┌────────

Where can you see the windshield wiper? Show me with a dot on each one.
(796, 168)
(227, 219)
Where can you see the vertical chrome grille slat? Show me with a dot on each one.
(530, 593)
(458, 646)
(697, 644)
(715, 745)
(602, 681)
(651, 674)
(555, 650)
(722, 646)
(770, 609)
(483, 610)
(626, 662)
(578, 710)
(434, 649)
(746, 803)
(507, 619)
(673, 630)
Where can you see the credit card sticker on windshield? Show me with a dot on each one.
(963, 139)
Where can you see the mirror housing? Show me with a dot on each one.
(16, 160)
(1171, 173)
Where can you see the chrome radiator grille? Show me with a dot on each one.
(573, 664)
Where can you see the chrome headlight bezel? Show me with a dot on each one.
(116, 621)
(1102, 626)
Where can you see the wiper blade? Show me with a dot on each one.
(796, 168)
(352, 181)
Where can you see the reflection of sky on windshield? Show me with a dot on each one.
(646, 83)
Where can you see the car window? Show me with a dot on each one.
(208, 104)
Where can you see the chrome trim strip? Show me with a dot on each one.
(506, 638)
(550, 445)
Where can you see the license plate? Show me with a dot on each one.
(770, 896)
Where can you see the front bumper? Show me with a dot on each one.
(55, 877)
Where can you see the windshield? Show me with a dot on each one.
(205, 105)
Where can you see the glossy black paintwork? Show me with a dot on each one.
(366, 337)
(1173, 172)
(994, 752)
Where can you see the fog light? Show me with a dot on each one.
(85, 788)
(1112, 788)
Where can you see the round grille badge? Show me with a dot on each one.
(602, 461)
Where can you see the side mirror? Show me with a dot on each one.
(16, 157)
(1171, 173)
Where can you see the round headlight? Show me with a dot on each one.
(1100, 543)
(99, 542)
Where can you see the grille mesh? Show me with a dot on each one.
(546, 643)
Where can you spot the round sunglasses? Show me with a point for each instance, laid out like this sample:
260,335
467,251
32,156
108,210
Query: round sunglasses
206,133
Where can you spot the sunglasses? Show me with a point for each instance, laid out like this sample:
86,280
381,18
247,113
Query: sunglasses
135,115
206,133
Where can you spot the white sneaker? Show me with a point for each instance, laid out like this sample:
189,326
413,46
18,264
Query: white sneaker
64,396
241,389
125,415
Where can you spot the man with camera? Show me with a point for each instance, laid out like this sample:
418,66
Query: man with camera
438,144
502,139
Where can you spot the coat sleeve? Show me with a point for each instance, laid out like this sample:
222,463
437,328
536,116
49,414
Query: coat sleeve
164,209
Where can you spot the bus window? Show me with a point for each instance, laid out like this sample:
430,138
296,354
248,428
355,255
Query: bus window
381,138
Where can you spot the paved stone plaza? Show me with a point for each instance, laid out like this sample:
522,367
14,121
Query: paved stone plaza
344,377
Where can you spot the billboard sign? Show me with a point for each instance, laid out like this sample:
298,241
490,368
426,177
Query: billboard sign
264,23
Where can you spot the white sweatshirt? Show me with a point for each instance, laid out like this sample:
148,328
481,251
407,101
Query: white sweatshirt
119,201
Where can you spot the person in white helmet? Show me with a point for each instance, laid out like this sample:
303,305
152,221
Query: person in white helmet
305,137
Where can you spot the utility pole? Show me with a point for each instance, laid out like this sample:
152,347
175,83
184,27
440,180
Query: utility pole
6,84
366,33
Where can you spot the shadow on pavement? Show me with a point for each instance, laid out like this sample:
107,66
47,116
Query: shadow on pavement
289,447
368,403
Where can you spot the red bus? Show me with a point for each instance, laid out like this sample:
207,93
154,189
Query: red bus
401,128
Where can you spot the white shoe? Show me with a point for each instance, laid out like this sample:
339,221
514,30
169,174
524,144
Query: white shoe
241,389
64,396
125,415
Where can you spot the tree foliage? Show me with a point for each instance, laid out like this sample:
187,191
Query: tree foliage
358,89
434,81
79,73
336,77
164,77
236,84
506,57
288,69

└────────

-- Written task --
Copy the entries above exactly, leaving none out.

-- Task output --
Where can you see the windshield wiper? Show me with a dot on each one.
(796, 168)
(227, 219)
Where can you see the vertical chrome grille slat? Show me with a dot on each one.
(530, 593)
(458, 646)
(697, 644)
(715, 745)
(602, 681)
(651, 674)
(555, 650)
(722, 646)
(770, 609)
(483, 610)
(626, 662)
(578, 710)
(434, 649)
(746, 803)
(507, 619)
(673, 630)
Where can you see the credit card sticker on windshield? Show me with a dot on each one.
(963, 139)
Where can you see the mirror housing? Show me with a dot on each one.
(16, 160)
(1171, 173)
Where can you see the chrome radiator grille? Show me with a dot on each one.
(573, 664)
Where can you see the chrome headlight bezel? Show me with a dot on each one.
(116, 621)
(1102, 626)
Where can you see the wiper blade? Show me with a dot on each one.
(796, 168)
(352, 181)
Where can you see the reflection of sky on windshield? Show me with a dot on each one.
(646, 83)
Where can you see the car window? Show me with a dot on each one.
(208, 104)
Where can you see the chrome trim strip? Show me with a dot on each one.
(506, 638)
(550, 445)
Where can you see the license plate? Show me with a dot on each one.
(770, 896)
Where can you see the front bumper? Show me with a dot on each one.
(55, 877)
Where can you see the windshield? Show me with a dot on each one.
(205, 105)
Where can you see the glossy black paintwork? Show me with a dot on each one.
(366, 337)
(1173, 172)
(994, 752)
Where can you see the fog light? Show me with a dot on each one.
(85, 788)
(1112, 788)
Where can you see the round grille badge? Show me with a dot on each one.
(602, 461)
Where can you see the side mirror? Show me with a dot on each one.
(16, 157)
(1171, 173)
Where can you see the round headlight? Show me with a dot on each one.
(1100, 543)
(99, 542)
Where can you see the grille mesh? Show me with a dot on each one.
(546, 643)
Where can you spot the round sunglasses? Show me with a point for each instance, laid out like this sample:
260,335
467,251
32,156
108,210
Query: round sunglasses
206,133
Where can you spot the sunglasses? Show me with a point for each instance, laid out like this sample:
86,280
381,18
247,113
Query: sunglasses
135,115
206,133
Where can you spot the white sneaker? Show me with a point for each instance, laid out like this sample:
189,326
413,46
18,264
Query: white sneaker
64,396
241,389
125,415
Where can you spot the man with camera? Show me with a point for each instance, laid out like this sample:
418,66
Query: man with camera
438,144
502,139
Where can you spot the coat sleeve? Show me with a point for each instance, laid out like this sample:
222,463
437,328
536,116
49,414
Query: coat sleeve
164,209
Where can you spot the bus window? Show me with a point for each instance, laid out like this sample:
430,138
296,354
248,428
355,255
Query: bus window
381,138
Where can you spot the paved stone plaza? Show me with a point for each instance, laid out like this sample:
522,367
14,121
Query: paved stone plaza
344,377
Where can you spot the billboard sign? Show me with a point for each instance, laid out like this sample:
298,241
490,368
426,177
Query: billboard sign
264,23
Where can you spot the white sweatshirt? Show me with a point for each instance, laid out like this sample:
148,328
481,251
407,101
Query: white sweatshirt
119,201
Where can you spot the person in white helmet? Show me with a point for each instance, laid out like this sample:
303,305
152,221
Query: person in white helmet
305,137
Where can you spot the utility pole? Show me with a point for each instance, laid out like this sample:
152,347
175,83
184,27
440,180
Query: utility pole
6,84
366,33
Where can you spot the shadow on pavement? Show me with a point for each instance, laid out like this sample:
107,66
47,116
Query: shadow on pavement
289,447
368,403
Where can you spot the red bus? Show me with a point for each instance, laid out like this sample:
207,93
154,189
Query: red bus
401,128
Where can you spot the white shoe? Show me with a point for each instance, laid out like this sample:
339,221
514,30
169,174
524,144
Query: white shoe
241,389
64,396
125,415
Where can you spot the tree foliage? Show me with a point for each instance, laid out like this sample:
187,191
Query: tree foliage
358,89
434,81
79,73
336,77
164,77
236,84
506,57
288,69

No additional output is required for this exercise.